**TAREA BREVE A**
Vuelve a copiar las líneas de las entradas, empezando por la que contiene "Identify each man's thumb present." y siguiendo hasta la que contiene "[69,9,278,417]", incluidas las dos. Deja igual el resto del texto de esas líneas, pero multiplica por 1.15 cada coordenada de las respuestas y redondea a números enteros, con las mitades hacia arriba.

**FRAGMENTO DEL DOCUMENTO**
◆ ◆ ◆ ◆

28 may 2015

La lentitud revolucionaria (Venezuela)

Aplica para varios procesos sudamericanos

Por José Roberto Duque

chavismo





Los que siguen son unos párrafos sobre la exasperante lentitud chavista. Lleva ya muchos años la continua y sostenida (y exitosa, por cierto) propaganda que nos habituó a asumir que la velocidad es un atributo de los triunfadores, mientras que lo lento es asunto de perdedores, ineptos y agüevoniaos. El chavismo no ha logrado resolver en menos de dos décadas los desperfectos entronizados en la sociedad durante 500 años de supremacía del paradigma capitalista y ya hay gente exasperada: lo queremos todo para YA, si es posible para ayer, y aquí todavía vamos por el capítulo en que nos dedicamos a diseñar modelos y formas de funcionamiento y convivencia.
Una lógica egoísta y engreída pretende que si los individuos somos parte de un proyecto llamado humanidad entonces todos los individuos tenemos derecho al disfrute de la coronación del proyecto. Cosa que es imposible, porque los tiempos individuales del ser humano son cortísimos y los de la humanidad son de siglos y milenios; un hombre cambia, muta, proyecta y triunfa o fracasa en cuestión de pocos años o décadas, pero los proyectos colectivos pueden tardar siglos. Eso que llamamos socialismo es tarea de varias generaciones, no sólo de nosotros, los venezolanos vivientes a esta fecha.
Estamos apenas en el capítulo donde la revolución ensaya sus primeras instituciones y está claro que el socialismo se ve lejos, todavía el capitalismo galopa por todo el planeta, y Venezuela es parte de ese planeta. Así que moriremos sin haber visto esta construcción donde apenas estamos acomodando los ladrillos; está tan cruda la construcción que ni siquiera hemos logrado conseguir un cemento más eficaz que el dinero para pegar esos ladrillos.

◆ ◆ ◆ ◆

Entradas para ubicar cosas nombradas:
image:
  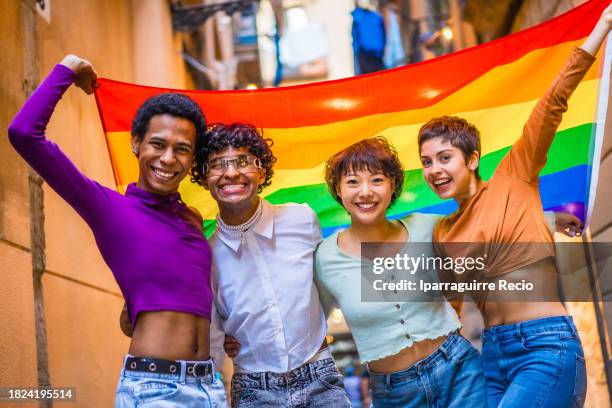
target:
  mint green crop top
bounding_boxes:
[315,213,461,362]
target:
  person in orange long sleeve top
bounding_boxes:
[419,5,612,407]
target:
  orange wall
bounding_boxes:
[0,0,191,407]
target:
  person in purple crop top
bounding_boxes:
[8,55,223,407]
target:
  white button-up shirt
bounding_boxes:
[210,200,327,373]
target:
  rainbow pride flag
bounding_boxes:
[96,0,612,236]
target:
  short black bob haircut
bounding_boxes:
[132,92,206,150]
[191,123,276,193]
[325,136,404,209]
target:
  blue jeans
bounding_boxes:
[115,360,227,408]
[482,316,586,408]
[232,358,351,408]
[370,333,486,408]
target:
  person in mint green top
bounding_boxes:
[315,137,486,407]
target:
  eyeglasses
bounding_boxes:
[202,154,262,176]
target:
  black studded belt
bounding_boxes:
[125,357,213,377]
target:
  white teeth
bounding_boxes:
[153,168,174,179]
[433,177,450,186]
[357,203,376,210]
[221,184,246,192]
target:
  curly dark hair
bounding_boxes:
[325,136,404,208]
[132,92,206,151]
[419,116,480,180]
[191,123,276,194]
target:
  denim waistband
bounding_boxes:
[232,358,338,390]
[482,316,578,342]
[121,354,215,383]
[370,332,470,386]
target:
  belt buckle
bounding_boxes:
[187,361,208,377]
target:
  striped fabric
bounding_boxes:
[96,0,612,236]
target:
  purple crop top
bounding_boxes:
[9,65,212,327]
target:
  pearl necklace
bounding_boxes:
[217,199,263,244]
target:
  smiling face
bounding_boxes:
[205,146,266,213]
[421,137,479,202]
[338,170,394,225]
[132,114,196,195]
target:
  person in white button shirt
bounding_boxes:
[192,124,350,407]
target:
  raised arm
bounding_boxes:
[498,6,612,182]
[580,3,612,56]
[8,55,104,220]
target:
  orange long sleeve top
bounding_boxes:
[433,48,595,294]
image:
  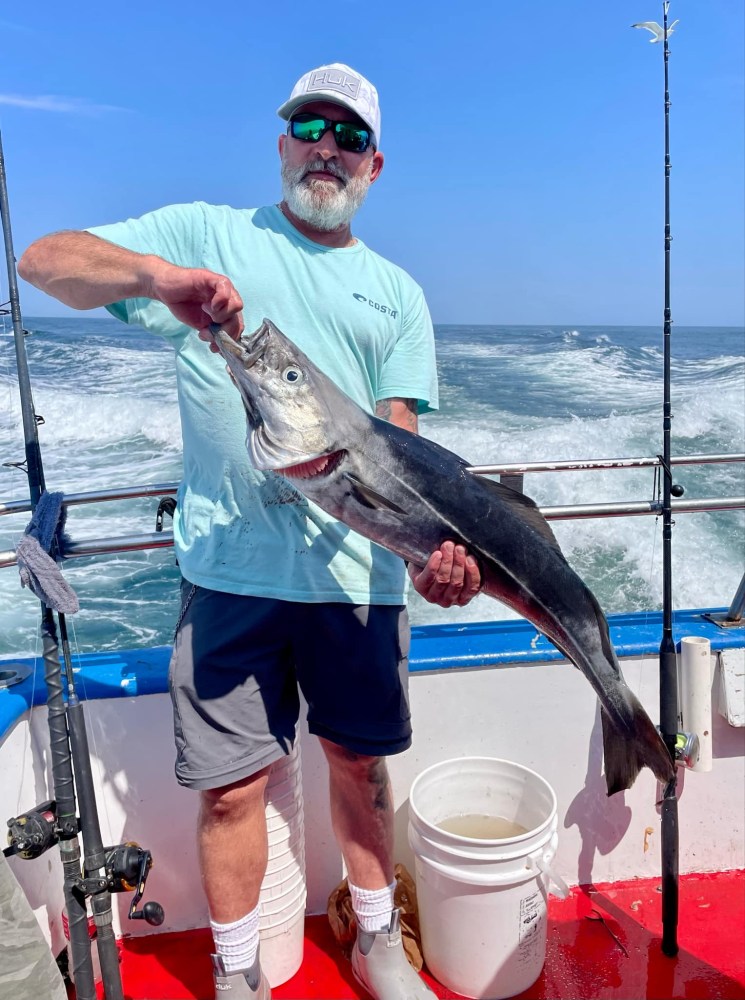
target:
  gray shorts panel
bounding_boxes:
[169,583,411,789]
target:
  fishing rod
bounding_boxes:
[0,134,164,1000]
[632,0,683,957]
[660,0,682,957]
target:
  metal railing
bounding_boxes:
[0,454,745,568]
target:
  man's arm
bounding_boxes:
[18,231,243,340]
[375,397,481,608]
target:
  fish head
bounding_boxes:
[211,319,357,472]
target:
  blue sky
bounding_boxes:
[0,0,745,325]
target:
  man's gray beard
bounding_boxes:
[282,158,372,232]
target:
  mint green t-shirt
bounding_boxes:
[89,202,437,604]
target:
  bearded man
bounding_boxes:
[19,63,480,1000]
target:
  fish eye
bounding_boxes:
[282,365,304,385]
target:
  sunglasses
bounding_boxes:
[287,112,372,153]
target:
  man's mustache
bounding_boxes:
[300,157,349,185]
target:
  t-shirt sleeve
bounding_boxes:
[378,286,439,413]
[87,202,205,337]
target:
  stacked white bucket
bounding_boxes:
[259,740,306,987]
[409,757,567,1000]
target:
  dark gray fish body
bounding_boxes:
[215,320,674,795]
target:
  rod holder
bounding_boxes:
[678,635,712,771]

◆ ◆ ◆ ◆

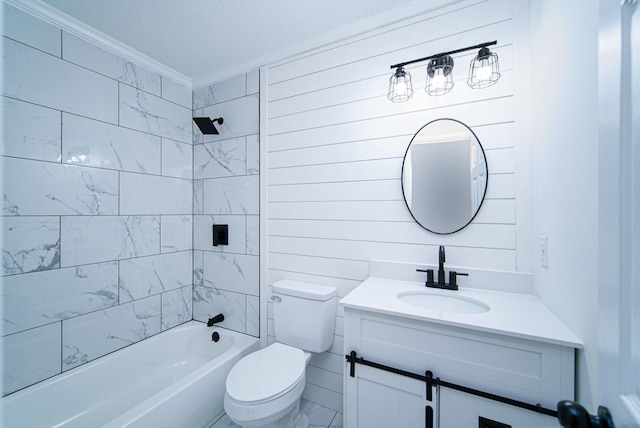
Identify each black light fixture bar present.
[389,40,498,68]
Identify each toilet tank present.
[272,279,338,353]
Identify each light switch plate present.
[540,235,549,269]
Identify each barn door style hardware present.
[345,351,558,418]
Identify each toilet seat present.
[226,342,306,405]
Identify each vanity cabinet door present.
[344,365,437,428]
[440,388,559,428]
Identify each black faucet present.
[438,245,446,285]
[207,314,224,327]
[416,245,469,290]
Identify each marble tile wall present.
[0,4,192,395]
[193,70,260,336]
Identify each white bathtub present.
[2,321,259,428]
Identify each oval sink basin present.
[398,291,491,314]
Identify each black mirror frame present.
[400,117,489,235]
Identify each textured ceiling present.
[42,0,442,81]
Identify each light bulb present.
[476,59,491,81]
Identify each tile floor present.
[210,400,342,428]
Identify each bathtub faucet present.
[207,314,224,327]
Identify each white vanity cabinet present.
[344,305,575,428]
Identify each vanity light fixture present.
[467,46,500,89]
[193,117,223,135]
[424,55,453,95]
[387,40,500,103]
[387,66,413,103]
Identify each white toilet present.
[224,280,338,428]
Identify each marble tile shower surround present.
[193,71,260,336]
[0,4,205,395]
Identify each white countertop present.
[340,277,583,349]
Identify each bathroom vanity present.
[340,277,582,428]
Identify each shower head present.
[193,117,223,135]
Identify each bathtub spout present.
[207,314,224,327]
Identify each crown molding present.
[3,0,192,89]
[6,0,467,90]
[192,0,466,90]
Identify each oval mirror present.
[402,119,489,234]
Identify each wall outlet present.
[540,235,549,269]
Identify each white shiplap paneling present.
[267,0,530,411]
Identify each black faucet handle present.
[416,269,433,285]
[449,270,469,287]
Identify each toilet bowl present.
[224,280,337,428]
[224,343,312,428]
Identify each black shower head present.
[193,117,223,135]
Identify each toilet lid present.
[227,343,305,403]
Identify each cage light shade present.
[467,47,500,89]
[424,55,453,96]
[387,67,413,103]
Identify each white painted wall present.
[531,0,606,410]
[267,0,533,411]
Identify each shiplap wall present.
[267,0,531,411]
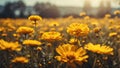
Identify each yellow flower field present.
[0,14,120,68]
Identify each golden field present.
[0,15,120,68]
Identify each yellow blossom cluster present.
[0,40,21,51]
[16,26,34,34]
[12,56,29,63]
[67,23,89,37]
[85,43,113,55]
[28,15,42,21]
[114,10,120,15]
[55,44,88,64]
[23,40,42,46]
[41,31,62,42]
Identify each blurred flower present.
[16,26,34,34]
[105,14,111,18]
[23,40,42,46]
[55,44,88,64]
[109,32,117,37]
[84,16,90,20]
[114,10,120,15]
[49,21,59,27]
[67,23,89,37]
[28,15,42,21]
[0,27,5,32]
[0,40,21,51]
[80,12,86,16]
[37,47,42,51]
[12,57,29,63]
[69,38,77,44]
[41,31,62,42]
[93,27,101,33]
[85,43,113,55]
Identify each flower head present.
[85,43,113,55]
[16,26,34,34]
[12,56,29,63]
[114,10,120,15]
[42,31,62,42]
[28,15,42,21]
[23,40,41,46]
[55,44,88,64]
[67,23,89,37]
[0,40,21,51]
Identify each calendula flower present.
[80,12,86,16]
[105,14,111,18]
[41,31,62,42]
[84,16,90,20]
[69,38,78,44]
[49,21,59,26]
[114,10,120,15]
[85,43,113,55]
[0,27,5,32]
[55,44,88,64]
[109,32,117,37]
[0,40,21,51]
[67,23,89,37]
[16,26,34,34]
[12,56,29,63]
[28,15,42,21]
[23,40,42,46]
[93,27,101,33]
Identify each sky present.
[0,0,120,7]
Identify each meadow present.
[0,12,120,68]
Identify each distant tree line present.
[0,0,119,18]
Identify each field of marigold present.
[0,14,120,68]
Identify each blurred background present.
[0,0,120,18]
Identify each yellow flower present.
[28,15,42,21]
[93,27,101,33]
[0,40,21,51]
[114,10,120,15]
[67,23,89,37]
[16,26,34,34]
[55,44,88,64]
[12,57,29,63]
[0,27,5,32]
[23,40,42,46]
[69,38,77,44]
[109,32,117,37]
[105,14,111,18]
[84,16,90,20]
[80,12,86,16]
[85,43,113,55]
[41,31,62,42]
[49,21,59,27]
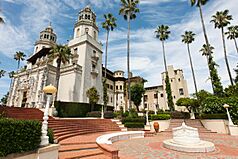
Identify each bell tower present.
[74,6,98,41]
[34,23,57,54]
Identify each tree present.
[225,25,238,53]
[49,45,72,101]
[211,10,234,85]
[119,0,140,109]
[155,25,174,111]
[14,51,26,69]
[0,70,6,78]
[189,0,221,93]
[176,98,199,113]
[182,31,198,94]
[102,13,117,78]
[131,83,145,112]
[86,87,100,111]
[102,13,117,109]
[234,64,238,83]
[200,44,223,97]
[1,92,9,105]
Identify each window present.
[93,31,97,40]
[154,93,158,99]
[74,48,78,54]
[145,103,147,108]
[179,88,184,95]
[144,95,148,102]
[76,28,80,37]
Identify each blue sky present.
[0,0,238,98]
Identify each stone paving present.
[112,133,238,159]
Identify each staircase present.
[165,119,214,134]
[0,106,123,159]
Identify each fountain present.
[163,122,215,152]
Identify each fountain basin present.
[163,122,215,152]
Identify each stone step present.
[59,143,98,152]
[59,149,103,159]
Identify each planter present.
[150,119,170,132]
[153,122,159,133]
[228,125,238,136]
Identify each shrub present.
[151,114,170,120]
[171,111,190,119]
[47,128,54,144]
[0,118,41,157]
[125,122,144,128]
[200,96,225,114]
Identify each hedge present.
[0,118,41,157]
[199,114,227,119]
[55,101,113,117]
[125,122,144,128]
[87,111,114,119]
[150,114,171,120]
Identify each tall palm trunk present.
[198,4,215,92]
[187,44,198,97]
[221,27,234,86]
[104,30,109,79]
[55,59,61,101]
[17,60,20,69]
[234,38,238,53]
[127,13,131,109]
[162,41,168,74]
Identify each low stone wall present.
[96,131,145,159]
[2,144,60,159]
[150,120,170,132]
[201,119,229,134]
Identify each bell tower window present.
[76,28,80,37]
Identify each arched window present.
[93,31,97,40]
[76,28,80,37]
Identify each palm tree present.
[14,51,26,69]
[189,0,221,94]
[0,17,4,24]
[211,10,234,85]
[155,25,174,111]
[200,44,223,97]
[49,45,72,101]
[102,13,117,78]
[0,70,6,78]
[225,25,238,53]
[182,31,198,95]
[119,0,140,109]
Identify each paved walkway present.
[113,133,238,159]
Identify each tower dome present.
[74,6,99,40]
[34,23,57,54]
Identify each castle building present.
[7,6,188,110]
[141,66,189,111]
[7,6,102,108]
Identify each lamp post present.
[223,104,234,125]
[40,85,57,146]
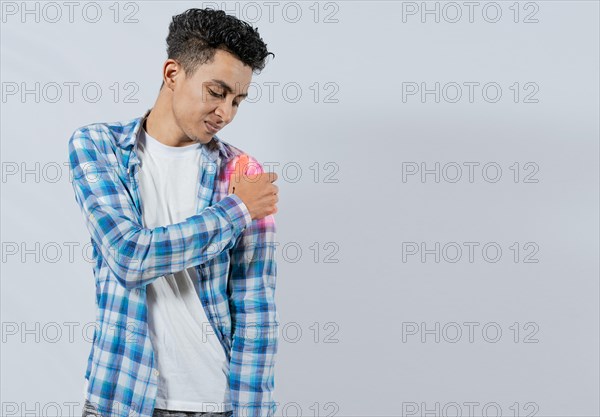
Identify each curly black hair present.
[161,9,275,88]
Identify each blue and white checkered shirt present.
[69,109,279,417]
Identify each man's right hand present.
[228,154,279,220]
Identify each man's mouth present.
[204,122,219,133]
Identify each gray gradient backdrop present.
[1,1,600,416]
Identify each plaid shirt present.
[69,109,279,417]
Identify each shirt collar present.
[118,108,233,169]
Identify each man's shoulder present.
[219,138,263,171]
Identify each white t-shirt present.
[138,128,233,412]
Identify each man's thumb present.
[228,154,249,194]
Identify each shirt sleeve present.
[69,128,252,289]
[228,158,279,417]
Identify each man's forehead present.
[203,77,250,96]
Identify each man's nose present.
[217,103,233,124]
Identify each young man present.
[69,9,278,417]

◆ ◆ ◆ ◆

**TAREA BREVE B**
Según el texto sobre la lentitud chavista, ¿durante cuántos años dominó la sociedad el paradigma capitalista?

**RESULTADO CORRECTO A**
Identify each man's thumb present.
[262,177,286,223]
Identify each shirt sleeve present.
[79,147,290,332]
[262,182,321,480]
Identify each man's forehead present.
[233,89,288,110]
Identify each man's nose present.
[250,118,268,143]
Identify each young man present.
[79,10,320,480]

**RESULTADO CORRECTO B**
Durante 500 años.